### Problem description:
Format every line of the rows below as a numbered list, skipping blank lines. Leave the pictures out of your answer.

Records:
====

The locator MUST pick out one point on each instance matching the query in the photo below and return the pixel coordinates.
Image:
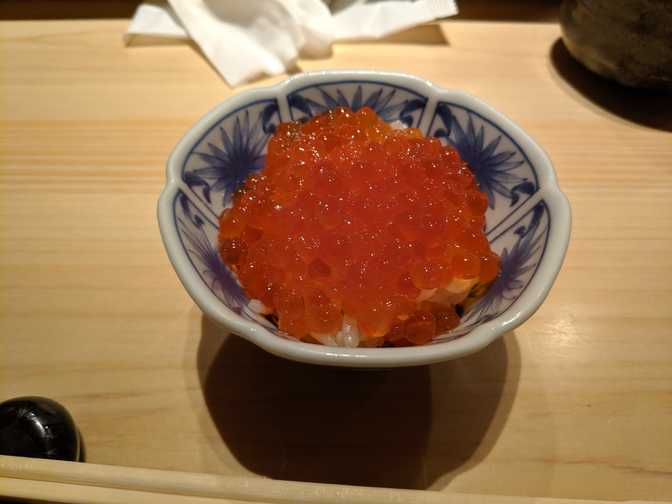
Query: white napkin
(244, 39)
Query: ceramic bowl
(527, 223)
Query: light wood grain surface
(577, 403)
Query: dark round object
(629, 41)
(38, 427)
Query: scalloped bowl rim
(523, 308)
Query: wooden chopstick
(77, 483)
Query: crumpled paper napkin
(244, 39)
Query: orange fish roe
(352, 217)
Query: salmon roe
(353, 217)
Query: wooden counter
(576, 403)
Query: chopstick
(78, 483)
(69, 479)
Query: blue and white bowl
(527, 223)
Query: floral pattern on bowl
(527, 212)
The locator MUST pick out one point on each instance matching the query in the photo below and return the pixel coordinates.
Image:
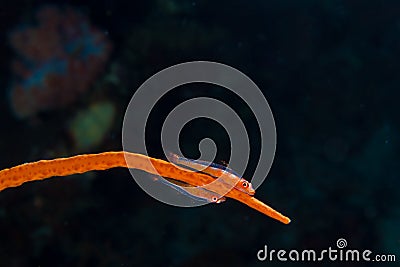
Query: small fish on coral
(57, 60)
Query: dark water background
(330, 71)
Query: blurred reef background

====

### Expected answer:
1. The locator MUST pick out one point on each instance matching the query in the photo below and return the pixel coordinates.
2. Image:
3. Query: white napkin
4. (244, 39)
5. Query: ceramic bowl
6. (527, 223)
7. Query: light wood grain surface
8. (577, 403)
9. Query: dark round object
10. (629, 41)
11. (38, 427)
12. Query: scalloped bowl rim
13. (523, 308)
14. Query: wooden chopstick
15. (77, 483)
16. Query: crumpled paper napkin
17. (244, 39)
18. Query: orange fish roe
19. (352, 217)
20. Query: salmon roe
21. (353, 217)
22. Query: wooden counter
23. (576, 403)
24. Query: chopstick
25. (78, 483)
26. (69, 479)
27. Query: blue and white bowl
28. (527, 223)
29. Query: floral pattern on bowl
30. (527, 212)
31. The locator MUST pick out one point on each instance matching the query in the photo below and return the pixel coordinates.
32. Image:
33. Query: small fish on coral
34. (57, 60)
35. Query: dark water background
36. (330, 71)
37. Query: blurred reef background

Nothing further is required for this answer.